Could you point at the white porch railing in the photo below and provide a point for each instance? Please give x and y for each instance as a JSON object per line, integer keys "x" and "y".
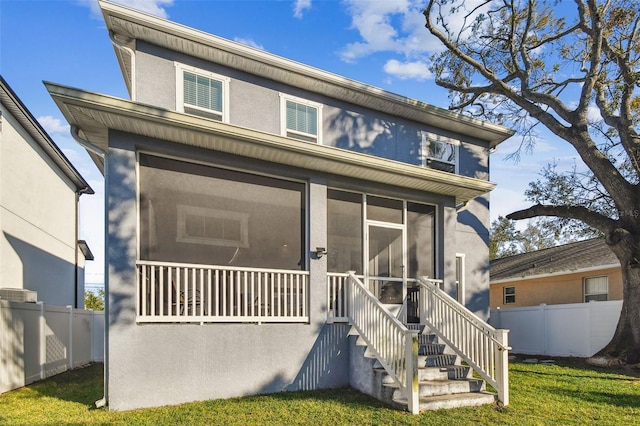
{"x": 483, "y": 347}
{"x": 175, "y": 292}
{"x": 395, "y": 347}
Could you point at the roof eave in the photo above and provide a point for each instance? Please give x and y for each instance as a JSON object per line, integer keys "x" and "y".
{"x": 95, "y": 114}
{"x": 264, "y": 64}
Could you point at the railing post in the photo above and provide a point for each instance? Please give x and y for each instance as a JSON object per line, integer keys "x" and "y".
{"x": 349, "y": 293}
{"x": 412, "y": 382}
{"x": 502, "y": 366}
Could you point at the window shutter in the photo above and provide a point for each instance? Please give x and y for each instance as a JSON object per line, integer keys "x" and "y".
{"x": 190, "y": 88}
{"x": 302, "y": 118}
{"x": 598, "y": 285}
{"x": 202, "y": 92}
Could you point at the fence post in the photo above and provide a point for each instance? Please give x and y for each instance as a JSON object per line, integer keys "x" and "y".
{"x": 502, "y": 366}
{"x": 543, "y": 326}
{"x": 42, "y": 342}
{"x": 412, "y": 384}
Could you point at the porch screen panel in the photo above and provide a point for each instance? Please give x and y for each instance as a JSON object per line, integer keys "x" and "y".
{"x": 421, "y": 240}
{"x": 197, "y": 214}
{"x": 384, "y": 209}
{"x": 344, "y": 236}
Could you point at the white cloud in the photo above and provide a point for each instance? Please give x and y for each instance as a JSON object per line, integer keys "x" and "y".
{"x": 299, "y": 6}
{"x": 53, "y": 125}
{"x": 249, "y": 42}
{"x": 408, "y": 70}
{"x": 392, "y": 26}
{"x": 154, "y": 7}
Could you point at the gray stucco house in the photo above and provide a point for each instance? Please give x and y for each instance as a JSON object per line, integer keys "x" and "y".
{"x": 240, "y": 189}
{"x": 41, "y": 256}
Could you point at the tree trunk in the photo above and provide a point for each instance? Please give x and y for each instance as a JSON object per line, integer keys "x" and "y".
{"x": 625, "y": 344}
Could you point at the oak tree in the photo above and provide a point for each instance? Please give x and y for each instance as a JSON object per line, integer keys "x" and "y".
{"x": 574, "y": 68}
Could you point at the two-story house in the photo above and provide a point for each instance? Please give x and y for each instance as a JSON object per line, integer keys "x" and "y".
{"x": 242, "y": 187}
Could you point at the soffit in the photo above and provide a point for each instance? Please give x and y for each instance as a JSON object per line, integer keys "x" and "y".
{"x": 95, "y": 114}
{"x": 129, "y": 25}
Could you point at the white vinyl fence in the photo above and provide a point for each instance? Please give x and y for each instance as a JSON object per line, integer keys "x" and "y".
{"x": 577, "y": 329}
{"x": 38, "y": 341}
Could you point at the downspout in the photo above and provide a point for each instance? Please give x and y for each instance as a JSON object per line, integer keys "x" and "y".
{"x": 91, "y": 147}
{"x": 77, "y": 281}
{"x": 116, "y": 42}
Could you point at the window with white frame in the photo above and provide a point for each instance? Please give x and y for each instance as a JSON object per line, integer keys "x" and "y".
{"x": 212, "y": 226}
{"x": 439, "y": 153}
{"x": 509, "y": 295}
{"x": 596, "y": 288}
{"x": 301, "y": 119}
{"x": 202, "y": 93}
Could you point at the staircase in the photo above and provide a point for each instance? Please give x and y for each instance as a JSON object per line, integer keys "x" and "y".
{"x": 443, "y": 381}
{"x": 414, "y": 367}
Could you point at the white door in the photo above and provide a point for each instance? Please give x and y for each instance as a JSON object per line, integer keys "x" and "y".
{"x": 386, "y": 256}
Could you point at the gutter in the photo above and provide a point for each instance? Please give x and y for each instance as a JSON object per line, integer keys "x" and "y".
{"x": 132, "y": 53}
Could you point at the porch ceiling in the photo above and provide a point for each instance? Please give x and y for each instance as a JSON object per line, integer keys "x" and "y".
{"x": 95, "y": 114}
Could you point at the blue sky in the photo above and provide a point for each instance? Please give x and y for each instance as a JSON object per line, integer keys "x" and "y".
{"x": 382, "y": 43}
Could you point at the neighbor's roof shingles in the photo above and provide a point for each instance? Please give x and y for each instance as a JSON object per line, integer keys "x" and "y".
{"x": 564, "y": 258}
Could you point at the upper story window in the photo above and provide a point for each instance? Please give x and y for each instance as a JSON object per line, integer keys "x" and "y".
{"x": 596, "y": 288}
{"x": 300, "y": 119}
{"x": 202, "y": 93}
{"x": 439, "y": 153}
{"x": 509, "y": 294}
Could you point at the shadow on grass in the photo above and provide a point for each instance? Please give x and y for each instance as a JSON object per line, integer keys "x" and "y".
{"x": 580, "y": 369}
{"x": 622, "y": 400}
{"x": 82, "y": 385}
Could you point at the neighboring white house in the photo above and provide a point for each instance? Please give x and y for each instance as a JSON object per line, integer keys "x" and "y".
{"x": 241, "y": 187}
{"x": 39, "y": 193}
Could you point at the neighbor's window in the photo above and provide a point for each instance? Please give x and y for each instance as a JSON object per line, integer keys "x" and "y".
{"x": 509, "y": 295}
{"x": 439, "y": 153}
{"x": 301, "y": 119}
{"x": 201, "y": 93}
{"x": 596, "y": 288}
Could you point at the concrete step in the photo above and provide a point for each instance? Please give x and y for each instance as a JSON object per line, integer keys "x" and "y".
{"x": 431, "y": 349}
{"x": 450, "y": 387}
{"x": 452, "y": 372}
{"x": 438, "y": 402}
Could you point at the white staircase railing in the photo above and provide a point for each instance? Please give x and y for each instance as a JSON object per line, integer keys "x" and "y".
{"x": 395, "y": 347}
{"x": 483, "y": 347}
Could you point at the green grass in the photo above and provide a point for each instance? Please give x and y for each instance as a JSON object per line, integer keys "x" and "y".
{"x": 566, "y": 393}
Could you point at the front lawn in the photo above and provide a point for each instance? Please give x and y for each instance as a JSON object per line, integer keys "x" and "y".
{"x": 566, "y": 393}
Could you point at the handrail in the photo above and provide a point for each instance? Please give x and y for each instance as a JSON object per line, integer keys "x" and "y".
{"x": 395, "y": 346}
{"x": 483, "y": 347}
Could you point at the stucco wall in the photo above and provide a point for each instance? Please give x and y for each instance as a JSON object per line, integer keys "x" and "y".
{"x": 472, "y": 240}
{"x": 37, "y": 219}
{"x": 556, "y": 289}
{"x": 173, "y": 363}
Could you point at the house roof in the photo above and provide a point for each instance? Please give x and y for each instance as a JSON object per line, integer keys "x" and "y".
{"x": 126, "y": 25}
{"x": 95, "y": 114}
{"x": 28, "y": 122}
{"x": 567, "y": 258}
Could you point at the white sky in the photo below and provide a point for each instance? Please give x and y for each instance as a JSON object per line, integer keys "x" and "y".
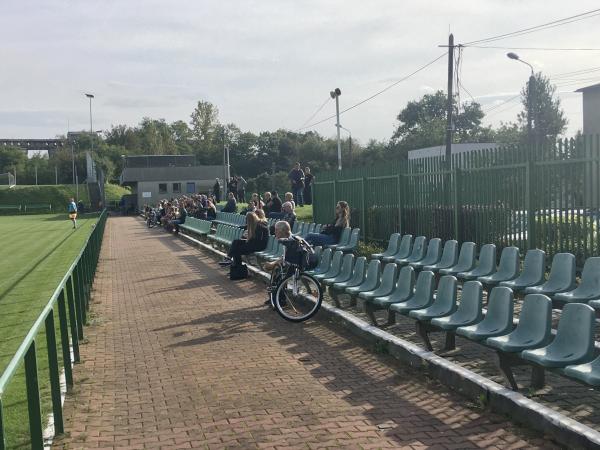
==================================================
Render everything from the line containing "Could you point at the concrete" down to the end of the items as a numbered list, skipping blank lines and leaving out the pictures.

1. Could you point at the concrete step in the photo above and provide a point for each instance? Please give x and y for each instance as a JSON object per line, integer keys "x" and "y".
2. {"x": 431, "y": 349}
3. {"x": 450, "y": 387}
4. {"x": 452, "y": 372}
5. {"x": 438, "y": 402}
6. Could you point at the white staircase railing in the photo above and provide a point for each instance? Please give x and y for each instance as a JSON object per line, integer keys "x" and "y".
7. {"x": 395, "y": 347}
8. {"x": 483, "y": 347}
9. Could you point at the green grass in the photo above and provide a point for each instance? Please give x and y for each instance as a JSON object per line, integer keys "x" and "y".
10. {"x": 566, "y": 393}
11. Could you point at the front lawn in the photo above and provide a point for each instance? Please give x and y for each instance as a JSON object per line, integer keys "x" and "y".
12. {"x": 566, "y": 393}
13. Could you point at the handrail in the photo above and provide a point for each instance? Please give x and y for each instance as a JSON object per line, integer keys "x" and "y".
14. {"x": 395, "y": 346}
15. {"x": 483, "y": 347}
16. Could you point at the stucco wall in the photo above and provide a point for each instance? Please give x and y for each instance as a JSON object per line, integer keys "x" and "y".
17. {"x": 472, "y": 240}
18. {"x": 37, "y": 219}
19. {"x": 556, "y": 289}
20. {"x": 173, "y": 363}
21. Could you point at the house roof in the photo above and provide a point for each instance? Please give x and y for each instance as a JSON object per line, integer keys "x" and "y".
22. {"x": 126, "y": 25}
23. {"x": 95, "y": 114}
24. {"x": 28, "y": 122}
25. {"x": 567, "y": 258}
26. Could you point at the white sky in the photo below and provide a point for each instance? Please give x and y for each instance as a JSON object per line, integer keys "x" and "y".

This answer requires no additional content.